• Direction
Update the data from the line containing "Where can the standing" through the line containing "x=399, y=334" by replacing "silhouette" with "outline". Leave everything else in those lines unchanged.

Object pointing dataset rows
□ □ □ □ □

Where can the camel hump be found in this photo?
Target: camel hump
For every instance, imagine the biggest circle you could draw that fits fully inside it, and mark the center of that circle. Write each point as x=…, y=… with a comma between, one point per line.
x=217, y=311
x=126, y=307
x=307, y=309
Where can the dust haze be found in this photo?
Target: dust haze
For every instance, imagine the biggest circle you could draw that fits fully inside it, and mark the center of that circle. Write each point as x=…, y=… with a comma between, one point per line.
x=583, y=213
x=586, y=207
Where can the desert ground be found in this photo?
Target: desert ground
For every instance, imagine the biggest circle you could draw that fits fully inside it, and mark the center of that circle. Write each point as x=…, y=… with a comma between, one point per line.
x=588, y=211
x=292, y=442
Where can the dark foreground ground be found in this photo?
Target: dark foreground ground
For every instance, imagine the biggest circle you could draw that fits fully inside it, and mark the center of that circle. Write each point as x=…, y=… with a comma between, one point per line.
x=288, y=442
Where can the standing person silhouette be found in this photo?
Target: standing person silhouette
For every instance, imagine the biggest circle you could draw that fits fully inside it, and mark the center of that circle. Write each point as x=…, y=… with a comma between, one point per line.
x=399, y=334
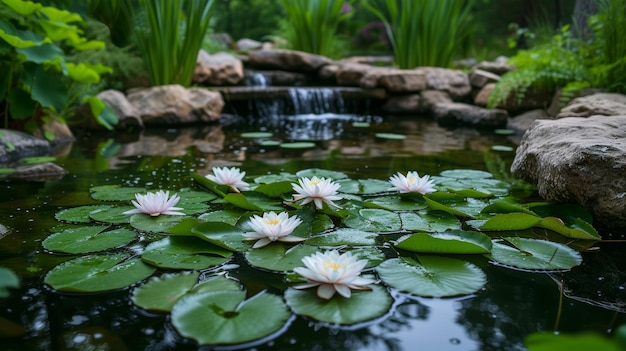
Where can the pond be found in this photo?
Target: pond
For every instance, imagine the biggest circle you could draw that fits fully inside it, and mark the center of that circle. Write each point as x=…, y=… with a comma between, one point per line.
x=512, y=304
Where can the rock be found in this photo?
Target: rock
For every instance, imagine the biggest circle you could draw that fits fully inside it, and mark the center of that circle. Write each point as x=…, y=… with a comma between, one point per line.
x=578, y=160
x=479, y=78
x=455, y=113
x=606, y=104
x=482, y=98
x=351, y=73
x=246, y=44
x=498, y=68
x=15, y=145
x=453, y=82
x=522, y=122
x=173, y=104
x=41, y=172
x=395, y=80
x=403, y=104
x=218, y=69
x=288, y=60
x=432, y=97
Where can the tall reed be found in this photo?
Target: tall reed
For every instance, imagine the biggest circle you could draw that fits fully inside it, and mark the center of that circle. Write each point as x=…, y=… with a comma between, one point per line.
x=315, y=22
x=424, y=32
x=170, y=36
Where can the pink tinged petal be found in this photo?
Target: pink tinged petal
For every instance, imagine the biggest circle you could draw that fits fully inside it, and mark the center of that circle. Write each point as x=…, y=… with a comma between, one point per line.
x=326, y=291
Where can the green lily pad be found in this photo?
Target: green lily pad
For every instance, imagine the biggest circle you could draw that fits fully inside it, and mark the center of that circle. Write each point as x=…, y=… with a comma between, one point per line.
x=184, y=252
x=344, y=236
x=88, y=239
x=160, y=294
x=159, y=224
x=256, y=135
x=279, y=257
x=225, y=317
x=98, y=273
x=432, y=276
x=79, y=214
x=534, y=254
x=223, y=235
x=297, y=145
x=362, y=306
x=451, y=242
x=321, y=173
x=115, y=192
x=391, y=136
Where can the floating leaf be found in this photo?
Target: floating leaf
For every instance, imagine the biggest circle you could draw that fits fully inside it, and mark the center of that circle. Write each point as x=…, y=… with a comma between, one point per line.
x=298, y=145
x=224, y=317
x=344, y=236
x=184, y=252
x=98, y=273
x=433, y=276
x=88, y=239
x=222, y=234
x=256, y=135
x=78, y=214
x=390, y=136
x=362, y=306
x=534, y=254
x=451, y=242
x=279, y=257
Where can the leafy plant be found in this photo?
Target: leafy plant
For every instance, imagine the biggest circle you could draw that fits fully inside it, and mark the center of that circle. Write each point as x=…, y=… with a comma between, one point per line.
x=424, y=33
x=37, y=80
x=314, y=23
x=169, y=37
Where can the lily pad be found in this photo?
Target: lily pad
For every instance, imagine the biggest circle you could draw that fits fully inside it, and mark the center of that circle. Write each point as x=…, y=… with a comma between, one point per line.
x=534, y=254
x=432, y=276
x=279, y=257
x=184, y=252
x=98, y=273
x=451, y=242
x=88, y=239
x=225, y=317
x=391, y=136
x=362, y=306
x=79, y=214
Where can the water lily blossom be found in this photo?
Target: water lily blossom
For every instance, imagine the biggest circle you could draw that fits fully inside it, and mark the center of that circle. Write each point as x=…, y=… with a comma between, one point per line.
x=333, y=272
x=273, y=227
x=233, y=177
x=316, y=190
x=412, y=183
x=156, y=204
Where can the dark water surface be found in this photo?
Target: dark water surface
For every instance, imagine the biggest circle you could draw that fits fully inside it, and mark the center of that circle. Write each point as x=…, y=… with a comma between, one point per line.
x=512, y=305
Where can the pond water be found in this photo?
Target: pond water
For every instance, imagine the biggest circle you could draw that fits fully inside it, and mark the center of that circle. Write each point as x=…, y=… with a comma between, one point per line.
x=513, y=303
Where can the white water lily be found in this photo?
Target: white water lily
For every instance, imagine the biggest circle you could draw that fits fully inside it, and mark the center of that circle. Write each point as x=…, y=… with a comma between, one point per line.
x=412, y=183
x=273, y=227
x=333, y=272
x=156, y=204
x=233, y=177
x=316, y=190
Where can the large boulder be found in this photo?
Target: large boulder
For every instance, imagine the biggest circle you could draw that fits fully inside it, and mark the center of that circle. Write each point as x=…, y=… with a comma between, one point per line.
x=457, y=113
x=288, y=60
x=605, y=104
x=578, y=160
x=218, y=69
x=173, y=104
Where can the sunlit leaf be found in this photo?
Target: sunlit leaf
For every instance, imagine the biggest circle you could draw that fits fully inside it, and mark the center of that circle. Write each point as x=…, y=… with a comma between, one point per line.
x=434, y=276
x=360, y=307
x=225, y=317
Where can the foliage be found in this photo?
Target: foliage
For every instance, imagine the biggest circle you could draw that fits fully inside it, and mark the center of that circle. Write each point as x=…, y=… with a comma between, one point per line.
x=169, y=37
x=38, y=82
x=313, y=24
x=424, y=33
x=572, y=64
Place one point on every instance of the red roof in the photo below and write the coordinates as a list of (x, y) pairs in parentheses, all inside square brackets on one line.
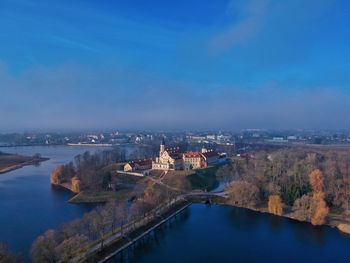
[(192, 155), (210, 154)]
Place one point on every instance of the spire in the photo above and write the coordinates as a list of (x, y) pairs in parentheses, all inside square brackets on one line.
[(162, 147)]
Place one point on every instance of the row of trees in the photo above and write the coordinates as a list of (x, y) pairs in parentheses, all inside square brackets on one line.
[(92, 171), (306, 180), (72, 238)]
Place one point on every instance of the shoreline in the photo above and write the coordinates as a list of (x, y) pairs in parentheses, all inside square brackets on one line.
[(343, 226), (19, 166)]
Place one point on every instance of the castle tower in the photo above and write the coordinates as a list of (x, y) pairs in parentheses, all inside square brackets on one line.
[(162, 147)]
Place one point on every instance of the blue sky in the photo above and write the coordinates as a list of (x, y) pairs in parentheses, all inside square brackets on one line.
[(153, 64)]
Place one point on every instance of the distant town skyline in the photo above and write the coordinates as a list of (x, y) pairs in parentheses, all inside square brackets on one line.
[(94, 65)]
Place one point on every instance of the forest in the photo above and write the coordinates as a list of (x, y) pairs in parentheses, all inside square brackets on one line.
[(302, 182)]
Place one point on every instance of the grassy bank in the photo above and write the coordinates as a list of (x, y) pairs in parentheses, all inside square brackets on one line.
[(10, 162), (101, 196)]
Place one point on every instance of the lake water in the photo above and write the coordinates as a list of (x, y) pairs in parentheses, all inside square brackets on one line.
[(28, 204), (227, 234)]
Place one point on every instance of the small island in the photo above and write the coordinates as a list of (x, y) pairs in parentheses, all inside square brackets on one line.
[(10, 162)]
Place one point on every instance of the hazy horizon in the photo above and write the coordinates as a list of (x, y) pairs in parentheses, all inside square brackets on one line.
[(186, 65)]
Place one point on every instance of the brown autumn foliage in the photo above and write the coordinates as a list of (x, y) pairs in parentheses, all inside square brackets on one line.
[(302, 208), (319, 208), (275, 205), (342, 197), (243, 193), (76, 185), (55, 175)]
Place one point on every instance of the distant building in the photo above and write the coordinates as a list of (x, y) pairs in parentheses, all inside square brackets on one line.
[(169, 159), (173, 159), (193, 160), (210, 157), (138, 166)]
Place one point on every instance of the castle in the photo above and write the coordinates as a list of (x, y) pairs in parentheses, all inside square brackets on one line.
[(173, 159)]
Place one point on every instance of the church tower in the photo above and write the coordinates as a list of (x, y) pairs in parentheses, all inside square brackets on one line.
[(162, 147)]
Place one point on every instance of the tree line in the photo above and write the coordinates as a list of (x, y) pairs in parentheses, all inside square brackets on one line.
[(305, 181)]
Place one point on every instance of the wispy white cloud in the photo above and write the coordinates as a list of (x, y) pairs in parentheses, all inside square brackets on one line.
[(247, 28)]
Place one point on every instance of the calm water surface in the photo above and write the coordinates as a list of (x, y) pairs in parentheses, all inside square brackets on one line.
[(227, 234), (28, 204)]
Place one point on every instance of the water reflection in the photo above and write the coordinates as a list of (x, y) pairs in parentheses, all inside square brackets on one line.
[(227, 234)]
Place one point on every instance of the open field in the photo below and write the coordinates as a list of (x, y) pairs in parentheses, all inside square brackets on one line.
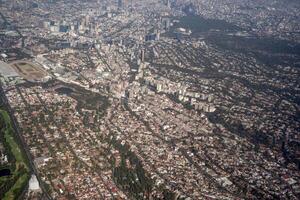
[(29, 71)]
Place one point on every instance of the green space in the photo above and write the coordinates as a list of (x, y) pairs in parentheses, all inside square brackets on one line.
[(12, 186)]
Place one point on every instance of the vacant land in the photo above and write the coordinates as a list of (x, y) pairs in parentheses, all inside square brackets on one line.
[(29, 71), (20, 175)]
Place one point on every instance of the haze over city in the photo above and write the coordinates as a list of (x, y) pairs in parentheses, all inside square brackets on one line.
[(149, 99)]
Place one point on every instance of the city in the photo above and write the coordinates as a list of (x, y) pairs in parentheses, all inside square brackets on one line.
[(157, 99)]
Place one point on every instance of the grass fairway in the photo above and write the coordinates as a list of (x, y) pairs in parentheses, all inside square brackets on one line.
[(17, 188), (22, 171)]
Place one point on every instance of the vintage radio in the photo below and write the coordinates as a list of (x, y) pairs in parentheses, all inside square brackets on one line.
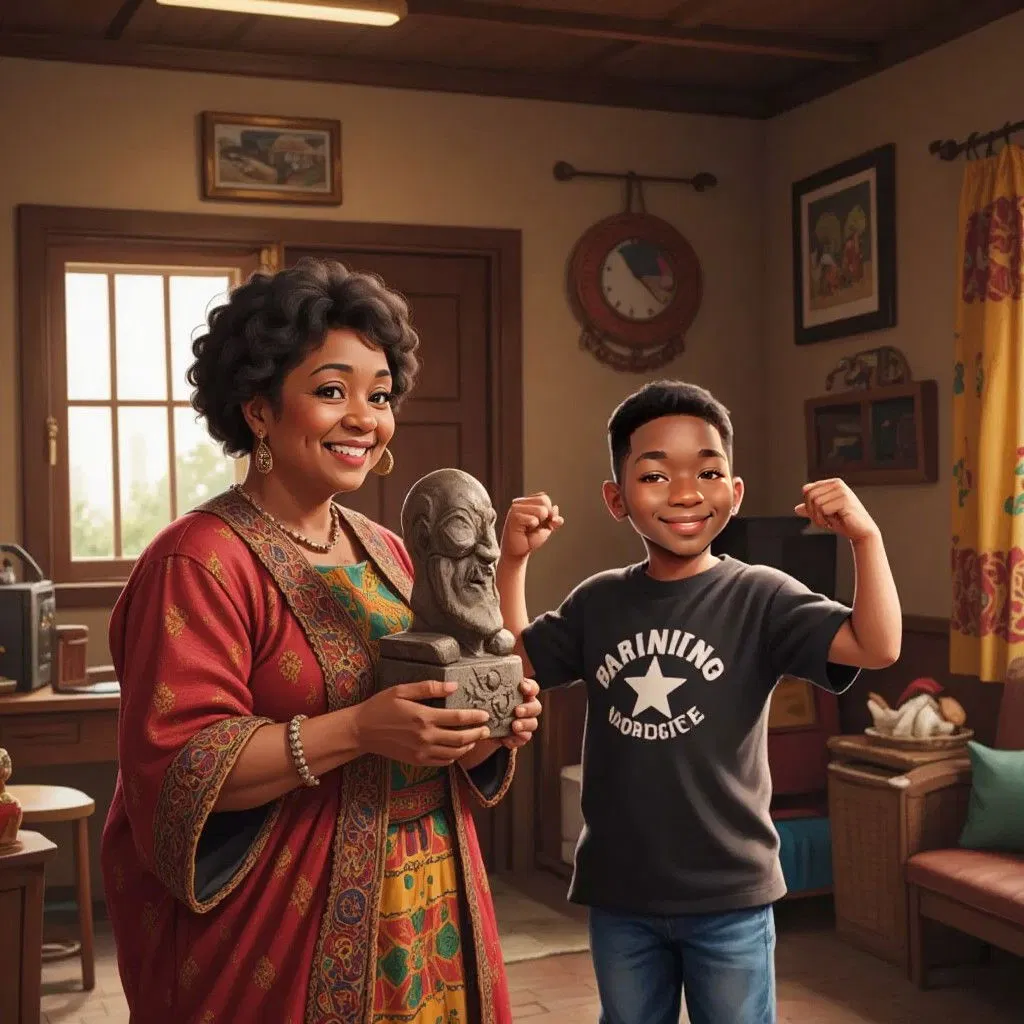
[(28, 624)]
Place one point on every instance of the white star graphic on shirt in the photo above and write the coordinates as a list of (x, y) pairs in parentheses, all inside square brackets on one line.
[(652, 689)]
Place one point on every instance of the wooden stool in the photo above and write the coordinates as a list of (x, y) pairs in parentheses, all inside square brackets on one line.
[(44, 805)]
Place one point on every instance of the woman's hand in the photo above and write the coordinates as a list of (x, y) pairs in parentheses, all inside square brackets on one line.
[(395, 725), (526, 716)]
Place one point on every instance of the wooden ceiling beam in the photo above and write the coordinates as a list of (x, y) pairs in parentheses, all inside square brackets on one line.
[(691, 13), (570, 87), (688, 14), (648, 31), (954, 19), (120, 20)]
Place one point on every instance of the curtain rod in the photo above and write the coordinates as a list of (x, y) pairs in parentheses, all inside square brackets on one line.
[(949, 148)]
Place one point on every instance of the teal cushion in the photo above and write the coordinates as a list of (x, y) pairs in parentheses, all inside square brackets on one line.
[(995, 814)]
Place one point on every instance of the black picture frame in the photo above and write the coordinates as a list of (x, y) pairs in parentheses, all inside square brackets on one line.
[(835, 258)]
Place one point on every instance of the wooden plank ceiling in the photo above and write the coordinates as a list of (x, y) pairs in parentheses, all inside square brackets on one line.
[(751, 58)]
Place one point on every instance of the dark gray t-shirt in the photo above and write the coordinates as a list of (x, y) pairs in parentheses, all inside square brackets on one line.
[(676, 785)]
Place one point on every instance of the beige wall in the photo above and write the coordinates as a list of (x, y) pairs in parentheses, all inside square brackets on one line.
[(974, 84), (125, 138)]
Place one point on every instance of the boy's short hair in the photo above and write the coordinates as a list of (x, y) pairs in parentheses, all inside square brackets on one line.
[(664, 398)]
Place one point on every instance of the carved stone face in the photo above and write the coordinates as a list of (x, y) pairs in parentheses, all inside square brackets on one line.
[(449, 526)]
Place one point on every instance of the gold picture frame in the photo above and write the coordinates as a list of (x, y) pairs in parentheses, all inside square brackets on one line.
[(792, 706), (253, 158)]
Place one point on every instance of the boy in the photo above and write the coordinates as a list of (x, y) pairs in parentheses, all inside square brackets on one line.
[(678, 860)]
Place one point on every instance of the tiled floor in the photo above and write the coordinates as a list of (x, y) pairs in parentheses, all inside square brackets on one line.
[(820, 981)]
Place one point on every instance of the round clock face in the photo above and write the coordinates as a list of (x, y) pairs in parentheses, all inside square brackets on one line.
[(637, 281)]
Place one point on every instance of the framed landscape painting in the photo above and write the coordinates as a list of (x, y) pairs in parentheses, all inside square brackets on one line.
[(844, 248), (252, 158)]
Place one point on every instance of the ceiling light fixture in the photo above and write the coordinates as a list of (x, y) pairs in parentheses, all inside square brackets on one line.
[(378, 12)]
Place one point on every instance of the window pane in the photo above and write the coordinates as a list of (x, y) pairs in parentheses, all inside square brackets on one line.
[(145, 504), (87, 330), (141, 349), (90, 464), (192, 299), (202, 470)]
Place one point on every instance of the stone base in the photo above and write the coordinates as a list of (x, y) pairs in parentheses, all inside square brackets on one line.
[(488, 683)]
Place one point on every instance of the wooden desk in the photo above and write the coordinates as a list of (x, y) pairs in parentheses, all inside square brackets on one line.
[(44, 728), (22, 936)]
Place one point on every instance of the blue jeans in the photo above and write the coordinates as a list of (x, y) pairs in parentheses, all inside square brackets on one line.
[(724, 963)]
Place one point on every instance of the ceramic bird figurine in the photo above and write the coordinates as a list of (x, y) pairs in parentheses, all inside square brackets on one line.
[(921, 712), (10, 809)]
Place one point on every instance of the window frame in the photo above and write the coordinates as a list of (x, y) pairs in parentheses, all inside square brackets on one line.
[(269, 240), (87, 570), (48, 240)]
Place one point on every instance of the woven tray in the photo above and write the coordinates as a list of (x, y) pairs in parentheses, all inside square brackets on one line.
[(950, 742)]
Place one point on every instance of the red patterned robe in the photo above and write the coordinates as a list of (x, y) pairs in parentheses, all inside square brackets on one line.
[(269, 914)]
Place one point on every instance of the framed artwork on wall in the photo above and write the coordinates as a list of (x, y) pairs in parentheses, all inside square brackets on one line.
[(251, 158), (844, 248)]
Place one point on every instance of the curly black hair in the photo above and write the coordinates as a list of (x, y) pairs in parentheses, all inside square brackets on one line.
[(657, 398), (270, 324)]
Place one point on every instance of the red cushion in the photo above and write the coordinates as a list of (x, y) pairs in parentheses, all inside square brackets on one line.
[(983, 879)]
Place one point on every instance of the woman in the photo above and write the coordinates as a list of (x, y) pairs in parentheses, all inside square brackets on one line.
[(285, 844)]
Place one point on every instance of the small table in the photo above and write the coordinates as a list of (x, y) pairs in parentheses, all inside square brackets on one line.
[(22, 869), (885, 805), (43, 727)]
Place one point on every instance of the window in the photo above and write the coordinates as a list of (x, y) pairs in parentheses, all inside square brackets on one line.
[(136, 456), (112, 449)]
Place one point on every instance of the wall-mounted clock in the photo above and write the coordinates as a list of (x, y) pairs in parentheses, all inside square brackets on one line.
[(635, 285)]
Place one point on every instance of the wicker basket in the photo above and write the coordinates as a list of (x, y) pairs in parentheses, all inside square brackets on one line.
[(951, 742)]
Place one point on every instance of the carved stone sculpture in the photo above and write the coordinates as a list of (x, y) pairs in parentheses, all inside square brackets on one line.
[(448, 523), (10, 809)]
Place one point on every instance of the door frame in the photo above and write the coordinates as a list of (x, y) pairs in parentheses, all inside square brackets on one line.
[(40, 228)]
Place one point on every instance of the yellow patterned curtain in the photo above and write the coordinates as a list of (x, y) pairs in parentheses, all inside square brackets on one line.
[(987, 621)]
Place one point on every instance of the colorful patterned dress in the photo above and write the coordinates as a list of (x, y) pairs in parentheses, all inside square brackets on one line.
[(334, 904), (420, 977)]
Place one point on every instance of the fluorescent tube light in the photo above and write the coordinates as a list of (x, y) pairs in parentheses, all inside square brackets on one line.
[(378, 12)]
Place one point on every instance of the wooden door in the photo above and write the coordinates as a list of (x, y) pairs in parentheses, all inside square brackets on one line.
[(446, 420)]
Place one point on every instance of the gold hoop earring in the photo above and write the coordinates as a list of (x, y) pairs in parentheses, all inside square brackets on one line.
[(385, 463), (262, 457)]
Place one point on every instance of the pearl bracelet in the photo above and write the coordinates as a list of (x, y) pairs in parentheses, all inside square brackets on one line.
[(298, 754)]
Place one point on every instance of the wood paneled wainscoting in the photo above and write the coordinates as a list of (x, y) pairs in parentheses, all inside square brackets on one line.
[(926, 652)]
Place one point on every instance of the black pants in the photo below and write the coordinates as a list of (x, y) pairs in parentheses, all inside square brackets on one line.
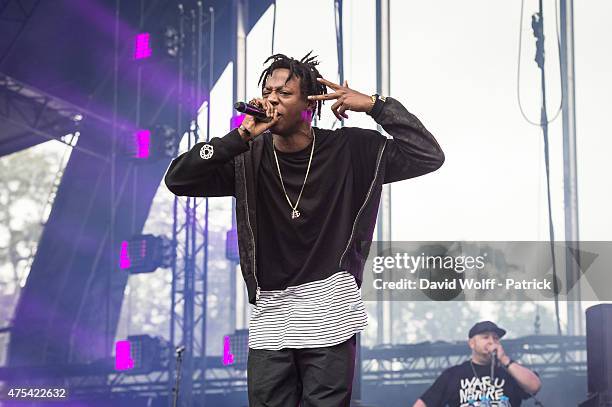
[(314, 377)]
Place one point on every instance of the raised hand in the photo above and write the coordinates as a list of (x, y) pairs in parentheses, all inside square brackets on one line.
[(346, 99)]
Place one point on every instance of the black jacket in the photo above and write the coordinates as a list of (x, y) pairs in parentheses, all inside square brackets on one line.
[(228, 166)]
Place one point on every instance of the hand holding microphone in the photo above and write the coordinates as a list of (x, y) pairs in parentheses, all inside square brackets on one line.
[(260, 116)]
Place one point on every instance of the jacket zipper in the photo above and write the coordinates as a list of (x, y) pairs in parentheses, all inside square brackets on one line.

□ □ □ □ □

• Task output
Where can the standing person outline be found in this photo?
Target: standing person outline
For every instance, imagine the biggest circle you could draw that fits fully inside it, and mark the center of that circle. Write each point as x=…, y=… with a comma between, one point per line.
x=399, y=334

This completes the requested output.